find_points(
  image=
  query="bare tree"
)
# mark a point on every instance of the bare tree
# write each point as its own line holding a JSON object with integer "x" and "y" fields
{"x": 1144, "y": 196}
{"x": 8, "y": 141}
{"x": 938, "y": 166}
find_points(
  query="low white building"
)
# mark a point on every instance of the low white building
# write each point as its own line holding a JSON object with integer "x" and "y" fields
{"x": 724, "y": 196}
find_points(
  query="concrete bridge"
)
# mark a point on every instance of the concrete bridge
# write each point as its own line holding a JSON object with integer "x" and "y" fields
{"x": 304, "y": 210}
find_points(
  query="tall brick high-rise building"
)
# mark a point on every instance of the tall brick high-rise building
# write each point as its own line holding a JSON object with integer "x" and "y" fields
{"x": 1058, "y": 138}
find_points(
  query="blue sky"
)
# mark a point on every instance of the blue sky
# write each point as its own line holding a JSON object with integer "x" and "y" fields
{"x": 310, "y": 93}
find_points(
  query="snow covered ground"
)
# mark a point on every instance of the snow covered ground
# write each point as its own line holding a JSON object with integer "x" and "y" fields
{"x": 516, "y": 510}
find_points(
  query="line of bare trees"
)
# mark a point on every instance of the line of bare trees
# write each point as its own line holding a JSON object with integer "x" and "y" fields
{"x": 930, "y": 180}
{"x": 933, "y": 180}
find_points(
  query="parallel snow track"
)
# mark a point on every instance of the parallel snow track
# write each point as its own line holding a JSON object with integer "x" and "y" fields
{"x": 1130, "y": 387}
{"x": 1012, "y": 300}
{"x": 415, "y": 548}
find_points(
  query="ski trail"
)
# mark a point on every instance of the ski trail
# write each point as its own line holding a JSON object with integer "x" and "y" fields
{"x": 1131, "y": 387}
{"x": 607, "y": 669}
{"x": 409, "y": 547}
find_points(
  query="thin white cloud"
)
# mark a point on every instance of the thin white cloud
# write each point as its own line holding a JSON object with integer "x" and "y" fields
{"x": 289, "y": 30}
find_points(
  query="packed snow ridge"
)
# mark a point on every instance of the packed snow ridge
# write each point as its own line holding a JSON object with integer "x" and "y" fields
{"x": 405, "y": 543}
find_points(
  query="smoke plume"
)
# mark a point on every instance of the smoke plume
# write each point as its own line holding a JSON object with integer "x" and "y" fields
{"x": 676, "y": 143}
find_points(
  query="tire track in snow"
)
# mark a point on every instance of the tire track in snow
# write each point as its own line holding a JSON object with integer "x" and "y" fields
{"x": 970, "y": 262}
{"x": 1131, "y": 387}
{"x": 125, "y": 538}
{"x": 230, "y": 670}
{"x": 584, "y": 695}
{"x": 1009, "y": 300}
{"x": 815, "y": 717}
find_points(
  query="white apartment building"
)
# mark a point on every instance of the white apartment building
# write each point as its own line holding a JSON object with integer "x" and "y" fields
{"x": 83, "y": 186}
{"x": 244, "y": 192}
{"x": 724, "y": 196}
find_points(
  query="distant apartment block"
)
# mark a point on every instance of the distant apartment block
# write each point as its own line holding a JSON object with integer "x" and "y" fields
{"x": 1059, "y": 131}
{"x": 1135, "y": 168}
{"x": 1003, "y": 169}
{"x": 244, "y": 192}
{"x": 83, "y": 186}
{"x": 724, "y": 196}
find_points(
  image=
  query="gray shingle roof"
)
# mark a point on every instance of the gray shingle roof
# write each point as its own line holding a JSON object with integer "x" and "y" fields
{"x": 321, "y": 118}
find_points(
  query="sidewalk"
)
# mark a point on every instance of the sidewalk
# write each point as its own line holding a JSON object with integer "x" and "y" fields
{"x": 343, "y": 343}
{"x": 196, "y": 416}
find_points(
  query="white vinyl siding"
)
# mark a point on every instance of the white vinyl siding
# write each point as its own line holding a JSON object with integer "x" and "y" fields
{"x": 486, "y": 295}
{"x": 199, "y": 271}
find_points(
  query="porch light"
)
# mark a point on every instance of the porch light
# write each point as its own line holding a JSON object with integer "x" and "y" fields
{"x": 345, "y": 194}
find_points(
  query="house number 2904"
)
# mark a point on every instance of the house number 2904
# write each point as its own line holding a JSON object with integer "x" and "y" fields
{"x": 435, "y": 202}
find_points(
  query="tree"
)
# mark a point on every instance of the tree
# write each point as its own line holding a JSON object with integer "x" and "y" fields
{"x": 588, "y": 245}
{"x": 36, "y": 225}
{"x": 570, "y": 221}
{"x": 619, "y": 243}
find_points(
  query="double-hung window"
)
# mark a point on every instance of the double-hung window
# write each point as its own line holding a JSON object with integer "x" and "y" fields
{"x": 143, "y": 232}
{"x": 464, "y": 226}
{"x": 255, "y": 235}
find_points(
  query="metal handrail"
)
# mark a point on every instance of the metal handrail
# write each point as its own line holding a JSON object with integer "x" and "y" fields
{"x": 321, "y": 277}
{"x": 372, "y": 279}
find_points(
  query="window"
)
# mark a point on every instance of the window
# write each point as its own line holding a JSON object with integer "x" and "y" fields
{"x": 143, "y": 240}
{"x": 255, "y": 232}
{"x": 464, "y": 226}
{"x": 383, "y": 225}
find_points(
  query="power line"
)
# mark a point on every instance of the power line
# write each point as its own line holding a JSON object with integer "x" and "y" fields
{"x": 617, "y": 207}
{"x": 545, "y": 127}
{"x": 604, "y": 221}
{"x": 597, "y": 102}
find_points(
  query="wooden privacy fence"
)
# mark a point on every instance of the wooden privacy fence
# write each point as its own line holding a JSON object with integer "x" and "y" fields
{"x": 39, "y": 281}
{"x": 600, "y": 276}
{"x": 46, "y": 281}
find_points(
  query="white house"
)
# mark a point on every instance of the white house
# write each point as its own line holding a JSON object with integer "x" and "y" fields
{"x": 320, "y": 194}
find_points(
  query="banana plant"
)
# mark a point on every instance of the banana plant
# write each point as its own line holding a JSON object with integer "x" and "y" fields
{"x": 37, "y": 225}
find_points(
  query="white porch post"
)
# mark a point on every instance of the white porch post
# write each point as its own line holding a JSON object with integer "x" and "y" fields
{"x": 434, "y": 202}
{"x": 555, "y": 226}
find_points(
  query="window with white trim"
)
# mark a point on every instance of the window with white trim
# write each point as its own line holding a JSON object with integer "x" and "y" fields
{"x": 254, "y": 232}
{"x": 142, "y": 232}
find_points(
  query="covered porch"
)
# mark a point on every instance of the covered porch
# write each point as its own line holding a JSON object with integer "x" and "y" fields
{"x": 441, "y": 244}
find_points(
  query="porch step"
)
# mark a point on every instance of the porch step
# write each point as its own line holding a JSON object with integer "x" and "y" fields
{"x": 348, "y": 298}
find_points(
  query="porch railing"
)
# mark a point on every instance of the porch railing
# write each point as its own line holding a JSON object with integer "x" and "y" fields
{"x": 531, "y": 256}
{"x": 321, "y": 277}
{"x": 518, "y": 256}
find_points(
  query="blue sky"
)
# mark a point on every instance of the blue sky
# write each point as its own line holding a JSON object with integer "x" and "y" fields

--*--

**Exercise instructions:**
Find each line in the records above that contains the word "window", and copy those lines out whole. Match upper and lower case exactly.

**Response to this exercise:**
  query="double-hung window"
# mark a point on every instance of the double-hung window
  query="window"
# mark a point on every instance of the window
  query="window with white trim"
# mark a point on every instance of the window with white trim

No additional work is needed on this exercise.